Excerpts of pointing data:
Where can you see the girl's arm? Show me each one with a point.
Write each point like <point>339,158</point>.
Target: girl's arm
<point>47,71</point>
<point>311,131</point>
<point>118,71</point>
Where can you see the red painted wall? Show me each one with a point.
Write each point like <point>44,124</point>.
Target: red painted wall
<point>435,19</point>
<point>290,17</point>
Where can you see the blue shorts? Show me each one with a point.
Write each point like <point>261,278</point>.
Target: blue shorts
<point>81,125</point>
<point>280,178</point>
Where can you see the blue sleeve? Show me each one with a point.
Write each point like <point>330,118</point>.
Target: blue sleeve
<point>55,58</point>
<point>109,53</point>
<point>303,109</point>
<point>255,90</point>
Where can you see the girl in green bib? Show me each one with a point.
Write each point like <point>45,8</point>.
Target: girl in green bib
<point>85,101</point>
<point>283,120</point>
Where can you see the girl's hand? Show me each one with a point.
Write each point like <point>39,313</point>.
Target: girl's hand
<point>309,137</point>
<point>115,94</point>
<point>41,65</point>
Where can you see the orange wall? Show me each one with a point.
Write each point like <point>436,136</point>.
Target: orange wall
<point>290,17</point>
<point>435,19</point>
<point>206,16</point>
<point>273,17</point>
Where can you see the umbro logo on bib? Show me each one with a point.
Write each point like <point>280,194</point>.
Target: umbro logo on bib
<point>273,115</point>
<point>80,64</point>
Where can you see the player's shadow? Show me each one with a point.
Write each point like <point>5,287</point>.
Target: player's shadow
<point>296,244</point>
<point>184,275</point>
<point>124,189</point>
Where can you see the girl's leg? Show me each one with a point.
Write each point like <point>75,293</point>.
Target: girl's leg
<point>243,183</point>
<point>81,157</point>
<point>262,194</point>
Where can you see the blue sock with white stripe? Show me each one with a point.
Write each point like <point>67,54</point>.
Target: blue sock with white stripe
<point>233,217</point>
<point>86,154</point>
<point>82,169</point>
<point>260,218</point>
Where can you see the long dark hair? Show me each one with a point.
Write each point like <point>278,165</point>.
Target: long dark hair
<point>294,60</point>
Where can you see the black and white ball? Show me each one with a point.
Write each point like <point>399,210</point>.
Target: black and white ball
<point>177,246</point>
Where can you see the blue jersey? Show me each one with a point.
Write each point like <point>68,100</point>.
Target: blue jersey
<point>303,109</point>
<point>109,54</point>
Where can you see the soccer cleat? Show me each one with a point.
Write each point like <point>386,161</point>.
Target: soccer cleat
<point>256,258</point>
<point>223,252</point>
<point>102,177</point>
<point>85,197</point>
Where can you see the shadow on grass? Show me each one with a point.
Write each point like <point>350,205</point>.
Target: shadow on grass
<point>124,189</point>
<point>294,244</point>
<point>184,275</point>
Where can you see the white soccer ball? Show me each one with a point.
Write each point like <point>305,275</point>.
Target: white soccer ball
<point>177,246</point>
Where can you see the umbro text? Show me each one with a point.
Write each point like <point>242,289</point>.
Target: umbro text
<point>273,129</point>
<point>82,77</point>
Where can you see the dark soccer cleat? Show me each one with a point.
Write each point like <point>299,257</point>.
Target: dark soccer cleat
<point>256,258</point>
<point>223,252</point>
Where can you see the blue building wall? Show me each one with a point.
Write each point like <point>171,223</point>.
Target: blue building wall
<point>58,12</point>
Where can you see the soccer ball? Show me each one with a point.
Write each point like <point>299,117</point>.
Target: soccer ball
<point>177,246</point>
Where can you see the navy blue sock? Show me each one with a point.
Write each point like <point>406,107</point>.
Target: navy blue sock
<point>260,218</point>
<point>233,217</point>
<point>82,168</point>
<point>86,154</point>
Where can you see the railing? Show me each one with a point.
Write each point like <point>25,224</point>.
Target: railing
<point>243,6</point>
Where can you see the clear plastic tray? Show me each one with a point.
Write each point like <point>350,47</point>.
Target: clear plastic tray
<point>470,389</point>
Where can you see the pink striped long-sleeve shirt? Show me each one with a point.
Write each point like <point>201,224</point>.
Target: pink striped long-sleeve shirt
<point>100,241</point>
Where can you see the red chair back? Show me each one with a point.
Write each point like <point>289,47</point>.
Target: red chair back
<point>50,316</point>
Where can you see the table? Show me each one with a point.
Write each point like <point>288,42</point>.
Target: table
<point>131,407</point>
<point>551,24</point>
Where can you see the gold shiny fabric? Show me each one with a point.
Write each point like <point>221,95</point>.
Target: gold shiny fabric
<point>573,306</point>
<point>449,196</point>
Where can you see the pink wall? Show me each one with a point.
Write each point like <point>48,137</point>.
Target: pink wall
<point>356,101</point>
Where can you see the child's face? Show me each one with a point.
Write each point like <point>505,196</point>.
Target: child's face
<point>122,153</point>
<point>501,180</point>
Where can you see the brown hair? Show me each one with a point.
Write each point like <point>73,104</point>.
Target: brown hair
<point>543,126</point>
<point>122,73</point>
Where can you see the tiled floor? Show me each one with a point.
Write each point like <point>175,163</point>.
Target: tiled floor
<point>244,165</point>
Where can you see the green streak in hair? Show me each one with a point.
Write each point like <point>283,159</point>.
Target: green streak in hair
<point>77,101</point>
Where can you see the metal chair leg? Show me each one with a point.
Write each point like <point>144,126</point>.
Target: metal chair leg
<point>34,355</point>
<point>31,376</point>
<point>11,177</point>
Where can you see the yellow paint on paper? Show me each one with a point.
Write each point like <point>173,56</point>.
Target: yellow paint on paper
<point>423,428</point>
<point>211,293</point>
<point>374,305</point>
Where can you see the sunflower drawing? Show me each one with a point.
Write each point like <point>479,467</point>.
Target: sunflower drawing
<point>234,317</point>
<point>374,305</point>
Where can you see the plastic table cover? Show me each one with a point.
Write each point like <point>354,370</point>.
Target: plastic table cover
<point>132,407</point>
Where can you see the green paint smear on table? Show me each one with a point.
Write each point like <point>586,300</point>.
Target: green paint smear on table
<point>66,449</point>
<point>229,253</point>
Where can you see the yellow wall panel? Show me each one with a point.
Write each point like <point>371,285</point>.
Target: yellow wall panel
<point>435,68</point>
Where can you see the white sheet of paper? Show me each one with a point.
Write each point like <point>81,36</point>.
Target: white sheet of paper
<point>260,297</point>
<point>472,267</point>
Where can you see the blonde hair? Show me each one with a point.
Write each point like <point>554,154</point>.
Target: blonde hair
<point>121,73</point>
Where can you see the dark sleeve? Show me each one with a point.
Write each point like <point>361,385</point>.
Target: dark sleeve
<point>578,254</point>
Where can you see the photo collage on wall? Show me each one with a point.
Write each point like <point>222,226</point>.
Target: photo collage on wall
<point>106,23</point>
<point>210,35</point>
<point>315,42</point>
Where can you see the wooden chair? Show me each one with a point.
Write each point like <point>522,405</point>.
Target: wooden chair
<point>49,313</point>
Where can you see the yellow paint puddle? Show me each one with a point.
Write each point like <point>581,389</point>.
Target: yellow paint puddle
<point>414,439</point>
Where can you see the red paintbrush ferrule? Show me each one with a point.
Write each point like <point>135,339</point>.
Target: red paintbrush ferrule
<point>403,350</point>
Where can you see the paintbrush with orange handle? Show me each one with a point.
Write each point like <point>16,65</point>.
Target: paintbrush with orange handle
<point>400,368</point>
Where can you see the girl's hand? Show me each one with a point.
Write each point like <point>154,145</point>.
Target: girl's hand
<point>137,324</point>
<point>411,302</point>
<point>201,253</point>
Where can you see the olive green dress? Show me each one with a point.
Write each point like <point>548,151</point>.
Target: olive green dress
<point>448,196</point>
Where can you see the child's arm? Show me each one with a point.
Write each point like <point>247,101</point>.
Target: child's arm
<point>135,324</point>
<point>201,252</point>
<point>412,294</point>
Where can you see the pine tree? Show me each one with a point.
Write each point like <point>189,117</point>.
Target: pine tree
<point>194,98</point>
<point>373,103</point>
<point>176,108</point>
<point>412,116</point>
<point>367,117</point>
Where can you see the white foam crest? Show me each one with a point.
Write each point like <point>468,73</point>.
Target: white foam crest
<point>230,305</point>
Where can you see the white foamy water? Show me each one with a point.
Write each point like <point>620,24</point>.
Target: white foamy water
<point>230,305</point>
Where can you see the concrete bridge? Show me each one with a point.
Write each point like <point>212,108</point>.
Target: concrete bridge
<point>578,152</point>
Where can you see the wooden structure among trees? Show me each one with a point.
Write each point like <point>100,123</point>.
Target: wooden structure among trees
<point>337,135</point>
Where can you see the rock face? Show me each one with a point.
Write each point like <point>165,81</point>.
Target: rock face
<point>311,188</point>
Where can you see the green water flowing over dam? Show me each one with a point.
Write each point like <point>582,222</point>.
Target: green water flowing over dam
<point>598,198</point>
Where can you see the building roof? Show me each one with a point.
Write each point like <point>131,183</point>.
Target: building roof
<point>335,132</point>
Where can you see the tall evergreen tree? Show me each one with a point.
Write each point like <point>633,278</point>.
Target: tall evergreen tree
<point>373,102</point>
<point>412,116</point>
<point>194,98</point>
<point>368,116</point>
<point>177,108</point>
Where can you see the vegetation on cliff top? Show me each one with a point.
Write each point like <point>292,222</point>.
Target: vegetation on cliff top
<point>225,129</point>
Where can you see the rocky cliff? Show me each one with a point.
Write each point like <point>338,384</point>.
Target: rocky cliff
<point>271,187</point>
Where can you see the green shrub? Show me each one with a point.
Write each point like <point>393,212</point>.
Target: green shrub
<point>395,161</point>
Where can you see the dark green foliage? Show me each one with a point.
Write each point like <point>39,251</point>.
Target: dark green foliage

## Exercise
Starting at the line that has "Where can you see the child's arm?" and stopping after the line that has "<point>412,294</point>", write out only those lines again with "child's arm" swapped for "kid's arm" and nothing else altered.

## The completed task
Where can you see the kid's arm? Show me each one with a point.
Write each point like <point>247,101</point>.
Target: kid's arm
<point>135,324</point>
<point>201,252</point>
<point>412,294</point>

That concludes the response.